ウィズコロナ、南米ペルーで日本人が経営する卓球クラブは今(後編) | 卓球メディア|Rallys(ラリーズ)

写真:教え子たちと(渡辺氏、左端)/提供:渡辺拓也

卓球インタビュー ウィズコロナ、南米ペルーで日本人が経営する卓球クラブは今(後編)

2020.07.24

この記事を書いた人
1979年生まれ。テレビ/映画業界を離れ2020年からRallys編集長/2023年から金沢ポート取締役兼任。
軽い小咄から深堀りインタビューまで、劇場体験のようなコンテンツを。
戦型:右シェーク裏裏

皆さんは、卓球のコーチになるには、現役時代にある程度の戦績を残していないと資格がないと思っていないだろうか。
彼の最高戦績は、高校のときの神奈川県大会2回戦敗退だ。

ボックスラベル付けデータセットの行
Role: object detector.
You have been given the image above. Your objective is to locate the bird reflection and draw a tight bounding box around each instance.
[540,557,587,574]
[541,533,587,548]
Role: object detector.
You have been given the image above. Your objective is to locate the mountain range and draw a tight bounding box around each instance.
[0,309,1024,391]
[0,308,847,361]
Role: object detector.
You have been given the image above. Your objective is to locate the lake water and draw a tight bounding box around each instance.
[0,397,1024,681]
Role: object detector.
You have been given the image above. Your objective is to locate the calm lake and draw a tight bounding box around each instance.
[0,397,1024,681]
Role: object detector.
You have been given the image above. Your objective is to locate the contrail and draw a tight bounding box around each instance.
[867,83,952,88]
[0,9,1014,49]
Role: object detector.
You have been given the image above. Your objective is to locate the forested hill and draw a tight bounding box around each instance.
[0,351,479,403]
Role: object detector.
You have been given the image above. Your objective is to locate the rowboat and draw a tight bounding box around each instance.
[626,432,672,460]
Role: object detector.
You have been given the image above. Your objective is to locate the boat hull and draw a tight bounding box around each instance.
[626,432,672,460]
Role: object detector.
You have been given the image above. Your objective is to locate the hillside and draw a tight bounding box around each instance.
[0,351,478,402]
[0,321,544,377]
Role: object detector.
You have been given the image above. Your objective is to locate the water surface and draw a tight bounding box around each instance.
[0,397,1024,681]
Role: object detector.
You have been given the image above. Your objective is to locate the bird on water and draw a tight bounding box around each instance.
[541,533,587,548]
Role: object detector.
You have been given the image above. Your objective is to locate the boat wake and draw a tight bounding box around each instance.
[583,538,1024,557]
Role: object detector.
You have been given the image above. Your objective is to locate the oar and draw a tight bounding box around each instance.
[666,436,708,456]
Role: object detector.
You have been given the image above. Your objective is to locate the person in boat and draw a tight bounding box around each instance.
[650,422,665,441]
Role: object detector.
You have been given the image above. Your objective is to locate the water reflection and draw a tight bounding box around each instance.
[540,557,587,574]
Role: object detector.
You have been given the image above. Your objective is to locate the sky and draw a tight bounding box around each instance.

* _依頼内容_
ペルーの日本人経営の卓球クラブについての記事を、最後の文の後から引き継いで書いてもらえますか？ レコードは記事とは別個の資料です。

* _想定解答_
海外で生活するには、英語力が必要だと思っていないだろうか。
彼はTOEIC300点に満たず、青年海外協力隊の試験に2度落ちた。

じゃあペルーに誰か親戚でも?と思う。
何もない。
3回目でようやく合格した協力隊で、卓球コーチとしての募集がたまたまペルーだっただけの縁だ。
それでも彼は現実に、ペルーの地方都市モケグアで、自身のクラブチームを経営する日本人卓球コーチとして暮らしている。

ペルー生活足掛け8年、クラブ設立から約1年。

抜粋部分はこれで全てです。